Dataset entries

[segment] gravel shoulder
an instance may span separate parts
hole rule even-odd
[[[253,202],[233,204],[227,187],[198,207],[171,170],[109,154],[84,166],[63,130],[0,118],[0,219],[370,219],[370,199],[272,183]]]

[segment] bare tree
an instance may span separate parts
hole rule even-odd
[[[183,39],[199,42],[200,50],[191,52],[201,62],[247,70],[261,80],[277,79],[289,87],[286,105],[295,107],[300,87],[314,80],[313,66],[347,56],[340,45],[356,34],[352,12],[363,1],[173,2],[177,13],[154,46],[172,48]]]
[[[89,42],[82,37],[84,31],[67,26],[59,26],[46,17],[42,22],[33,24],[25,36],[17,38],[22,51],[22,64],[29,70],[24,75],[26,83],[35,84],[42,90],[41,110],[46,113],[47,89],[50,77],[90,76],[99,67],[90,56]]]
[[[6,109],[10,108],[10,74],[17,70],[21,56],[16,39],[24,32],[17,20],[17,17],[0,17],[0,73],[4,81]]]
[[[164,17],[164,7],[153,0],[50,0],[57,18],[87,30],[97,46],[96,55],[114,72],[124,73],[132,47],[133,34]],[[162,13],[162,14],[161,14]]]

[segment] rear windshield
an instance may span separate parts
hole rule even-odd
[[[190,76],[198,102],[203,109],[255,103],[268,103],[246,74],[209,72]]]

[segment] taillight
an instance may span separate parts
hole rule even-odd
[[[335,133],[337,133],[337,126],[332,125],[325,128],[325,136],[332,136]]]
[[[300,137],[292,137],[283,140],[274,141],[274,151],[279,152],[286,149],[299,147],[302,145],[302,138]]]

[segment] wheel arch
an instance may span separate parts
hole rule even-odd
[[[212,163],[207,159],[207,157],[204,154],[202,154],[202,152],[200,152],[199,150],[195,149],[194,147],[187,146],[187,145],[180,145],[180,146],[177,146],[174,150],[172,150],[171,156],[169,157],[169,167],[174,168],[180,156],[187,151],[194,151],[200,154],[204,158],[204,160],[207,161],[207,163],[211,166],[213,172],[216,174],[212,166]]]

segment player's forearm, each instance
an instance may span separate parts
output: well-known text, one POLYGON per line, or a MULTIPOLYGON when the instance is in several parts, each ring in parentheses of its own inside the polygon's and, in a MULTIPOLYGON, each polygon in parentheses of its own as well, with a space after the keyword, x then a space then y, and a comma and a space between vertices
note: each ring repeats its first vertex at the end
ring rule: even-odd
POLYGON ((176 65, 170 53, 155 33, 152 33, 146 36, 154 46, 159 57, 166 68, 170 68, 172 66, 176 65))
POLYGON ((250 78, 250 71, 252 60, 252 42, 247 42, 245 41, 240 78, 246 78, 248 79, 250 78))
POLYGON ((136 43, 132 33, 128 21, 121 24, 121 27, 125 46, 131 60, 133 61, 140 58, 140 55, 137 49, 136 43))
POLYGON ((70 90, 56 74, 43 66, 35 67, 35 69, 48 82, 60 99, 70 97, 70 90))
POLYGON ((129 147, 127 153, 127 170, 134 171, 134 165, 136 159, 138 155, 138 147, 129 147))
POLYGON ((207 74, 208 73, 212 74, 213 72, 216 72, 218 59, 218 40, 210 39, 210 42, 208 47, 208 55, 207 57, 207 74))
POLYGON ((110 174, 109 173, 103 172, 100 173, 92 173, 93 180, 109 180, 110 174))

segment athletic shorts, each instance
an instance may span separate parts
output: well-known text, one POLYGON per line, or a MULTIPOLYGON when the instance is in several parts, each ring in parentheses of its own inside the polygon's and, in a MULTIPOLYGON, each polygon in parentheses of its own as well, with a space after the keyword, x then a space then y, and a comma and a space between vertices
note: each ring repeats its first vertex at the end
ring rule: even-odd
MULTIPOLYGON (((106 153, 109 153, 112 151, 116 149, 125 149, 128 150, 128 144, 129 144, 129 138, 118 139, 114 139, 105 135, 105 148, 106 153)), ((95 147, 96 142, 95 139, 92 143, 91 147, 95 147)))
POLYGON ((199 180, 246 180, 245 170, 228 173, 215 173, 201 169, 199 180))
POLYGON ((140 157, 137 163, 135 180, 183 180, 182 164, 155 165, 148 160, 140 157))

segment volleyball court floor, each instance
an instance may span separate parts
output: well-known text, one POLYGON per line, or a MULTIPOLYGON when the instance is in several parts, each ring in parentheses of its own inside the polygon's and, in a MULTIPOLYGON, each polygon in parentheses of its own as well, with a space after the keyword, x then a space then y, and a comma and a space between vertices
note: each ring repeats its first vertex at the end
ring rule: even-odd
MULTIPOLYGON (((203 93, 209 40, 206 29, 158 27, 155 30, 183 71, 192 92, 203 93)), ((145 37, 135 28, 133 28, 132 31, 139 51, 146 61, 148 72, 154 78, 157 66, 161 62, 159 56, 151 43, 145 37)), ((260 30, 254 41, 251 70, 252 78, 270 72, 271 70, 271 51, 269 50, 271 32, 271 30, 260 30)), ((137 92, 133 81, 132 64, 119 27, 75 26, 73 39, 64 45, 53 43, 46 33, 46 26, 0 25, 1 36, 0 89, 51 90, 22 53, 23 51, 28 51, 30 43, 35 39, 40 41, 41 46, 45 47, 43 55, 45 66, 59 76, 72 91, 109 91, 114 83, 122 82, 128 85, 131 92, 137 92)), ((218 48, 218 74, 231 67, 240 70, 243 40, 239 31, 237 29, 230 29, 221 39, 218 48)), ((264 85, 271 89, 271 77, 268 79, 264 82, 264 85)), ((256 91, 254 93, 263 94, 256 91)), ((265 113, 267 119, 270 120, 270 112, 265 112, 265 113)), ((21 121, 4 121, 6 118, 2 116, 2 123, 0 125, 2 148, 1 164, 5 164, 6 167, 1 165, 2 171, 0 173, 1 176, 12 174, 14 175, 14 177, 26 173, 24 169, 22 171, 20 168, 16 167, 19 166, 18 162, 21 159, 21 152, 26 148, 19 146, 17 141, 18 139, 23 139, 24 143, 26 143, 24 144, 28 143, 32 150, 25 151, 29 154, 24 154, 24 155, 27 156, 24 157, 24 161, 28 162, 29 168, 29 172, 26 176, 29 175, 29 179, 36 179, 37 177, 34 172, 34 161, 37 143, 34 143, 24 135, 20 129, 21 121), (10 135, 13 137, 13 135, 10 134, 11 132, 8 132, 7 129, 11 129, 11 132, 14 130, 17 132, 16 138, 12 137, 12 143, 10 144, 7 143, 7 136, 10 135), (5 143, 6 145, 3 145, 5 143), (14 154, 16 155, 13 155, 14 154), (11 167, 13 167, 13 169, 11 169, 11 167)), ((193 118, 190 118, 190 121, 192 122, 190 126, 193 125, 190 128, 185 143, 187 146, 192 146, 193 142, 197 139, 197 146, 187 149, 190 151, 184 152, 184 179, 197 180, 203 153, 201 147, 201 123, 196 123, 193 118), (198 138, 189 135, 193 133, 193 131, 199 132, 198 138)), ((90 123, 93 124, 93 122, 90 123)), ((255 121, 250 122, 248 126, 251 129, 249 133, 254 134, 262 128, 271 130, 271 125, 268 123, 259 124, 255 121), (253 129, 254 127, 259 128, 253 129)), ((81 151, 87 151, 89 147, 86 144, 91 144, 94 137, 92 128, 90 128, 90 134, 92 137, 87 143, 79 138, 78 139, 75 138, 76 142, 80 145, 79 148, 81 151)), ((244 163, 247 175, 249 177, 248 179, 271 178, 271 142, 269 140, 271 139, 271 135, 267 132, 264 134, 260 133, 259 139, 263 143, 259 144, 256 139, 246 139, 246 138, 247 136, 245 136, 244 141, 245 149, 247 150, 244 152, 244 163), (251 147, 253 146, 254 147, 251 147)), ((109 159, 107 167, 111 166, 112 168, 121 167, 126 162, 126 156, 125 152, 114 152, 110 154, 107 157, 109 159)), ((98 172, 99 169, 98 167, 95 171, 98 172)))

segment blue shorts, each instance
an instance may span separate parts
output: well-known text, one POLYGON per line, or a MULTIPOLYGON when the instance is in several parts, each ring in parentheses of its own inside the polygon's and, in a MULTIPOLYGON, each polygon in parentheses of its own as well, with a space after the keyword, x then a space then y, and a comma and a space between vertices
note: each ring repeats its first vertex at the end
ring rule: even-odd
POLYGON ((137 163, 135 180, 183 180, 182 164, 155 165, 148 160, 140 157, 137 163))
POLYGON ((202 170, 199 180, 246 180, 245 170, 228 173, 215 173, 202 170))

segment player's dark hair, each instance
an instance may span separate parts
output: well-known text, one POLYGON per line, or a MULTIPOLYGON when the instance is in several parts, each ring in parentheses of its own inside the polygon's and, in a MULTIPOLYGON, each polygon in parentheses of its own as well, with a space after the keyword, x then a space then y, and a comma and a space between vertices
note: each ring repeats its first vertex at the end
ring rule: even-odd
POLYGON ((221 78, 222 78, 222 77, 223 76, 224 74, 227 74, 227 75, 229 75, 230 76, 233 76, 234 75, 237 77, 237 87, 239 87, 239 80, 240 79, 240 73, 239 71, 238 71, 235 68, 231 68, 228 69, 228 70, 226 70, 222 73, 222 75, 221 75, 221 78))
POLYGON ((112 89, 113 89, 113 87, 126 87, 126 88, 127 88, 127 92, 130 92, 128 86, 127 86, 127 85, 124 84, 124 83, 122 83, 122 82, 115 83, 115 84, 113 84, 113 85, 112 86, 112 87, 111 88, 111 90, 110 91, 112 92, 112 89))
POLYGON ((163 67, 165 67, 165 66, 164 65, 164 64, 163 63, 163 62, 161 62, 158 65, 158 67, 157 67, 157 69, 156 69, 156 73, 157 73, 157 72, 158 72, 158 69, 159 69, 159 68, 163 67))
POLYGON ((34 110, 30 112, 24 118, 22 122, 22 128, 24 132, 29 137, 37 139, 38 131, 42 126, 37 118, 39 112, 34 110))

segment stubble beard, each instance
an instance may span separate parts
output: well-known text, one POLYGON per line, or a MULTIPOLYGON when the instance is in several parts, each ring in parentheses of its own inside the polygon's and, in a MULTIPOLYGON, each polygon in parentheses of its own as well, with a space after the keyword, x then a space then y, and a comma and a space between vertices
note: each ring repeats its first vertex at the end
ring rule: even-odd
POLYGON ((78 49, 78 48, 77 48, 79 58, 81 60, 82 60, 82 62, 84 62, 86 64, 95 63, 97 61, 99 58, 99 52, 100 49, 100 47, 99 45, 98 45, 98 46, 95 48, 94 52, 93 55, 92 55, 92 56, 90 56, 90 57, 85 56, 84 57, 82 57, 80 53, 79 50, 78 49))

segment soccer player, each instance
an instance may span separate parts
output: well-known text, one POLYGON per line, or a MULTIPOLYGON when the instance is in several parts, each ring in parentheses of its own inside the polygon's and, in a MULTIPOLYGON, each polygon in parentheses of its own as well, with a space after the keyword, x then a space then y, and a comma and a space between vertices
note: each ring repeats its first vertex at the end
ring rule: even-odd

_TASK TO CARRY OUT:_
Retype verbatim all lines from the one containing "segment stubble beard, each instance" down to the last of the dataset entries, with both of these lines included.

_RESULT OF THIS EXERCISE:_
segment stubble beard, each instance
an instance may span separate parts
output: well-known text, one POLYGON per line, or a MULTIPOLYGON when the instance is in several parts, each ring in parentheses of its own inside the polygon's and, in a MULTIPOLYGON, each polygon in parentheses of its own as well, with a space after the keyword, x then a space then y, and a comma and a space between vertices
note: each ring repeats its first vertex at the end
ring rule: even-odd
POLYGON ((78 49, 78 48, 77 48, 79 58, 81 60, 82 60, 82 62, 84 62, 86 64, 95 63, 97 61, 99 58, 99 52, 100 49, 100 47, 99 45, 98 45, 98 46, 95 48, 94 52, 93 55, 92 55, 92 56, 90 56, 90 57, 85 56, 84 57, 82 57, 80 53, 79 50, 78 49))

segment soccer player, each instance
an instance may span separate parts
output: well-known text, one POLYGON per line, or a MULTIPOLYGON when the instance is in several parts, each ring in parentheses of its own inside the polygon's and, in a MULTIPOLYGON, each polygon in parentheses of its own as well, with a space after the keyword, x then a space then y, and a comma and a space between vertices
note: each ring repeats its first vertex at the end
ring rule: even-odd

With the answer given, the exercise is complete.